Supplied passage ::

The $999,999 strategy
Some buyers deliberately purchase just under $1 million to take advantage of the lower down payment requirement:
| Purchase Price | Down Payment Required | Savings vs $1M |
|---|---|---|
| $999,999 | $75,000 (7.5%) + CMHC insurance | Down payment $125,000 less |
| $1,000,000 | $200,000 (20%) | — |
However, the $999,999 buyer pays CMHC insurance (approximately $35,000–$37,000 added to the mortgage), has a larger total mortgage, and a higher monthly payment. Run the numbers for your specific situation.
Income needed for a $1 million+ mortgage
Qualification examples (5-year fixed at 4.39%, qualifying at 6.39%)
| Mortgage Amount | Property Tax (Annual) | Required Income (No Other Debts) | Required Income ($500/mo Car Payment) |
|---|---|---|---|
| $800,000 (from $1M purchase) | $8,000 | ~$195,000 | ~$220,000 |
| $1,000,000 (from $1.25M purchase) | $10,000 | ~$240,000 | ~$270,000 |
| $1,200,000 (from $1.5M purchase) | $12,000 | ~$290,000 | ~$320,000 |
| $1,600,000 (from $2M purchase) | $16,000 | ~$385,000 | ~$415,000 |
These estimates assume a 25-year amortization. A 30-year amortization (available for uninsured mortgages) reduces the income requirement by approximately 8%–10%.
Using a 30-year amortization
Uninsured mortgages can have amortizations up to 30 years (some lenders offer 35), which lowers the monthly payment and helps with qualification:
| Mortgage | 25-Year Payment (4.39%) | 30-Year Payment (4.39%) | Monthly Savings | Income Saved |
|---|---|---|---|---|
| $800,000 | $4,379 | $3,993 | $386 | ~$10,600 less income needed |
| $1,000,000 | $5,474 | $4,991 | $483 | ~$13,300 less income needed |
| $1,200,000 | $6,569 | $5,989 | $580 | ~$15,900 less income needed |
The trade-off: a 30-year amortization costs significantly more in total interest (approximately 20%–25% more over the life of the mortgage).

Job 1 :: Retype the part of the passage on million-dollar mortgages that opens with the words "The $999,999 strategy" and closes with "your specific situation.", keeping every character unchanged.
Job 2 :: Find each line of the entries below that contains the string "instance", and copy all of those lines.

Material for this exercise ::
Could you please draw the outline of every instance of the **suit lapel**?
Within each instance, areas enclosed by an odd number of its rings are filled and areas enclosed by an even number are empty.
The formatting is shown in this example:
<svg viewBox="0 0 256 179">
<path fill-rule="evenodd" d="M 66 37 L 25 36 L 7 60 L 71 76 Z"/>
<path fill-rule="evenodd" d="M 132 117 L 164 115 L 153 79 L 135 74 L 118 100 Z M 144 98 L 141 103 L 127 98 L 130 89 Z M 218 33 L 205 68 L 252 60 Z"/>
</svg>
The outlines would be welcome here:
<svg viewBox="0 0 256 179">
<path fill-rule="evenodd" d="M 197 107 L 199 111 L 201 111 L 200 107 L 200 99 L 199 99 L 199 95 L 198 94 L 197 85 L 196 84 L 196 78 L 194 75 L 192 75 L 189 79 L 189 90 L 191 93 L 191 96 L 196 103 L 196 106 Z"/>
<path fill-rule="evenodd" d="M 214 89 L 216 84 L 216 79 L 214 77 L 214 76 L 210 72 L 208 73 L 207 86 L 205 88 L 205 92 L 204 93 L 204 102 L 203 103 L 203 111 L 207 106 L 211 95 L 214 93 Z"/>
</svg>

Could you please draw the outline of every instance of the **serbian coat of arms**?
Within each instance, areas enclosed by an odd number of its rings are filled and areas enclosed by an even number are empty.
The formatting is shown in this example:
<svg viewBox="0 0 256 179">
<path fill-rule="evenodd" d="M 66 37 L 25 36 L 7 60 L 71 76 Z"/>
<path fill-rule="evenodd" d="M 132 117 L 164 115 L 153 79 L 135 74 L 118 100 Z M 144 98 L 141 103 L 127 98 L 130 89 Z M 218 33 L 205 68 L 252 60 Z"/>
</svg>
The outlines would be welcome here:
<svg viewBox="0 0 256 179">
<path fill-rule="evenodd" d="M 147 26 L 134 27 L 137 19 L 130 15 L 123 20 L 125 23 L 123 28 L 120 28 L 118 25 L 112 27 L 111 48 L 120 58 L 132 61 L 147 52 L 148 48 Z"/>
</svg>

Written answer 1 ::
The $999,999 strategy
Some buyers deliberately purchase just under $1 million to take advantage of the lower down payment requirement:
| Purchase Price | Down Payment Required | Savings vs $1M |
|---|---|---|
| $999,999 | $75,000 (7.5%) + CMHC insurance | Down payment $125,000 less |
| $1,000,000 | $200,000 (20%) | — |
However, the $999,999 buyer pays CMHC insurance (approximately $35,000–$37,000 added to the mortgage), has a larger total mortgage, and a higher monthly payment. Run the numbers for your specific situation.

Written answer 2 ::
Could you please draw the outline of every instance of the **suit lapel**?
Within each instance, areas enclosed by an odd number of its rings are filled and areas enclosed by an even number are empty.
Could you please draw the outline of every instance of the **serbian coat of arms**?
Within each instance, areas enclosed by an odd number of its rings are filled and areas enclosed by an even number are empty.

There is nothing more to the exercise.